→ Data to use

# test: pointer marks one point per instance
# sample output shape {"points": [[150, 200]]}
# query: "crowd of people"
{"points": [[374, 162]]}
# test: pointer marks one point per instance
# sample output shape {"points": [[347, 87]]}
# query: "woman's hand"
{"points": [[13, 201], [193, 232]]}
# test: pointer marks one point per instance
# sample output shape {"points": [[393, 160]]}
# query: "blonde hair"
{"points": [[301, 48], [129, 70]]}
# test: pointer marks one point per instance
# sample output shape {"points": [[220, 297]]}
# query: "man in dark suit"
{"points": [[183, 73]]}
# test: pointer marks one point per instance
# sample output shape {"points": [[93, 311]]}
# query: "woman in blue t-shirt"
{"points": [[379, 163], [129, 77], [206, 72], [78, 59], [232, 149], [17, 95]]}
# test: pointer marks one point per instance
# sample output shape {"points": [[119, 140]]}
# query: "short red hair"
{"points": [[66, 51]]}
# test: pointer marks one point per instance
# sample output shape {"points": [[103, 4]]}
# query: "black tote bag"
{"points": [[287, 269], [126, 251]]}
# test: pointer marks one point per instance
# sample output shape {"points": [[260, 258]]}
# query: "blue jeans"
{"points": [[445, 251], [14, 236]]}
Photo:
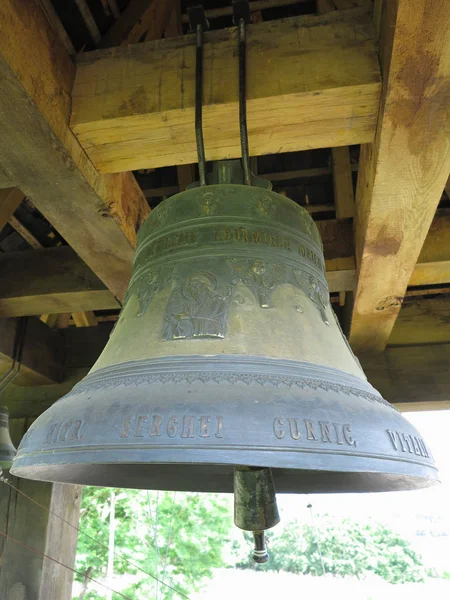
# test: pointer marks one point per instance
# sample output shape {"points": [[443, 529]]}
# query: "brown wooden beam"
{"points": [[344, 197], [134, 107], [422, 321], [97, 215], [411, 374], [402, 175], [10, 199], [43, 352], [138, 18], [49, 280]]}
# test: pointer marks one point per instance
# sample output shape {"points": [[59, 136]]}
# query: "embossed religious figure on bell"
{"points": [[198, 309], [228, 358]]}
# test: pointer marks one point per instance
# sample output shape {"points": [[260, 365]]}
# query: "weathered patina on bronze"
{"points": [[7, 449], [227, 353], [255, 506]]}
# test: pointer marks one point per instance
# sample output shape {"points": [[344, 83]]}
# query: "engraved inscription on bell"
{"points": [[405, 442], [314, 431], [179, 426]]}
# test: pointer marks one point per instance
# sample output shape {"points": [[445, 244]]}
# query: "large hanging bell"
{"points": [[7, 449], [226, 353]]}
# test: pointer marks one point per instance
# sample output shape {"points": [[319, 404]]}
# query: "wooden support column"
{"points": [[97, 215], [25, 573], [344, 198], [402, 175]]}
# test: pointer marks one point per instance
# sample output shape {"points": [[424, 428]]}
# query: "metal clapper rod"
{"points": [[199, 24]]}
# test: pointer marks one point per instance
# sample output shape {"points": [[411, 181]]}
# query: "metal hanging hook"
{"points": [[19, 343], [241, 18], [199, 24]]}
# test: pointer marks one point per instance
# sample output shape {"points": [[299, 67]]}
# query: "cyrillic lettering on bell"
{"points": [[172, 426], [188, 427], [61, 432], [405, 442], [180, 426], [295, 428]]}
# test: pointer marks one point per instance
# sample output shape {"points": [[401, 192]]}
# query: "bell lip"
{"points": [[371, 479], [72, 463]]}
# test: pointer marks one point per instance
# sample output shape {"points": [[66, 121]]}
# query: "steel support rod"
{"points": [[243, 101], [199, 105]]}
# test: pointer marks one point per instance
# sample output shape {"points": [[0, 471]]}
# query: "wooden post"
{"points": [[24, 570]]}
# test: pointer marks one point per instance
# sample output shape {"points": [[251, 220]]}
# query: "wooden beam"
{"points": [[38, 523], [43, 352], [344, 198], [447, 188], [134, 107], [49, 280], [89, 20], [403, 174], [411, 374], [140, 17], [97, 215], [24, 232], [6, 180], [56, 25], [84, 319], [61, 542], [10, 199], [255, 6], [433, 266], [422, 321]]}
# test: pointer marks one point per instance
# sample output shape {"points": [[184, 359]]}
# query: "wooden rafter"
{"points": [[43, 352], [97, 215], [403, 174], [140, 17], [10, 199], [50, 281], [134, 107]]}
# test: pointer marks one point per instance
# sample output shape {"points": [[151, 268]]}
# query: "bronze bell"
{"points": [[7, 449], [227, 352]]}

→ What this task involves
Output a faithful copy of the data, with each picture left out.

→ Final result
# test: pointer marks one point per instance
# sample output shape {"points": [[150, 200]]}
# query: "crowd of people"
{"points": [[374, 162]]}
# test: pointer marks one point per instance
# sample output shape {"points": [[347, 87]]}
# query: "woman's hand"
{"points": [[13, 201], [193, 232]]}
# test: pointer marks one point per instance
# sample output shape {"points": [[393, 160]]}
# query: "blonde hair"
{"points": [[301, 48], [129, 70]]}
# test: pointer marks one point per instance
# sample output shape {"points": [[220, 297]]}
# query: "man in dark suit"
{"points": [[183, 73]]}
# test: pointer marks one point per instance
# sample output shape {"points": [[93, 311]]}
# query: "woman in blue t-shirt"
{"points": [[379, 163], [129, 77], [206, 72], [78, 59], [232, 149], [17, 95]]}
# test: pointer marks one point per instance
# sample output shape {"points": [[119, 140]]}
# query: "short red hair"
{"points": [[66, 51]]}
# test: pointer marks one point per instance
# sample output shape {"points": [[103, 4]]}
# query: "black tote bag"
{"points": [[287, 269], [126, 251]]}
# test: pointer marks one point per instance
# sample output shape {"points": [[260, 258]]}
# query: "blue jeans"
{"points": [[445, 251], [14, 236]]}
Photo:
# test: pointer marks one point per instance
# sample output shape {"points": [[443, 529]]}
# query: "brown wooden beam"
{"points": [[344, 197], [134, 107], [422, 321], [97, 215], [411, 374], [402, 175], [10, 199], [43, 352], [138, 18], [49, 280]]}
# test: pointer marks one point per instance
# sample output shape {"points": [[59, 136]]}
# query: "embossed religious figure on bell"
{"points": [[198, 309], [228, 358]]}
# test: pointer marks one point per instance
# sample output shape {"points": [[260, 365]]}
# query: "weathered patina on bronze"
{"points": [[7, 449], [227, 353], [255, 506]]}
# test: pointer marks one point per instance
# sample output shape {"points": [[344, 83]]}
# query: "engraved inscription on bell"
{"points": [[405, 442], [314, 431], [179, 426]]}
# test: pointer marks one point per instance
# sample output shape {"points": [[445, 244]]}
# query: "large hanging bell"
{"points": [[7, 449], [226, 353]]}
# test: pointer marks one point per instance
# sample output shape {"points": [[319, 404]]}
# query: "wooden support column"
{"points": [[97, 215], [25, 573], [344, 198], [402, 175]]}
# test: pointer marks one point per instance
# sample output shape {"points": [[424, 428]]}
# query: "metal clapper rod"
{"points": [[199, 24]]}
# test: pointer marks one point per instance
# sample output shape {"points": [[411, 181]]}
# query: "metal hanging hook"
{"points": [[19, 343], [241, 18], [199, 24]]}
# test: pointer marks one point per instance
# sample output shape {"points": [[299, 67]]}
# query: "cyrillic lettering on bell"
{"points": [[172, 426], [188, 427], [61, 432], [405, 442], [180, 426], [295, 428]]}
# test: pointer marks one point per instance
# sample output shape {"points": [[401, 192]]}
# query: "bell lip"
{"points": [[371, 479], [72, 463]]}
# test: pointer marks one point per instance
# sample output shape {"points": [[66, 121]]}
# query: "steel support rod"
{"points": [[243, 101], [199, 105]]}
# test: pointer marks one point per instance
# sample output shape {"points": [[0, 471]]}
# query: "wooden post"
{"points": [[24, 570]]}
# test: pointer marks one point per instance
# sample output shape {"points": [[251, 220]]}
# query: "wooden beam"
{"points": [[38, 523], [43, 352], [344, 198], [447, 188], [134, 107], [49, 280], [89, 20], [403, 174], [411, 374], [140, 17], [97, 215], [24, 232], [6, 180], [56, 25], [84, 319], [61, 542], [10, 199], [255, 6], [433, 266], [422, 321]]}
# test: pointer marks one point per instance
# sample output shape {"points": [[184, 359]]}
# query: "wooden rafter"
{"points": [[43, 352], [97, 215], [403, 174], [140, 17], [10, 199], [50, 281], [134, 107]]}
# test: pointer marks one point per instance
# sample output shape {"points": [[151, 268]]}
# query: "bronze bell"
{"points": [[7, 449], [227, 352]]}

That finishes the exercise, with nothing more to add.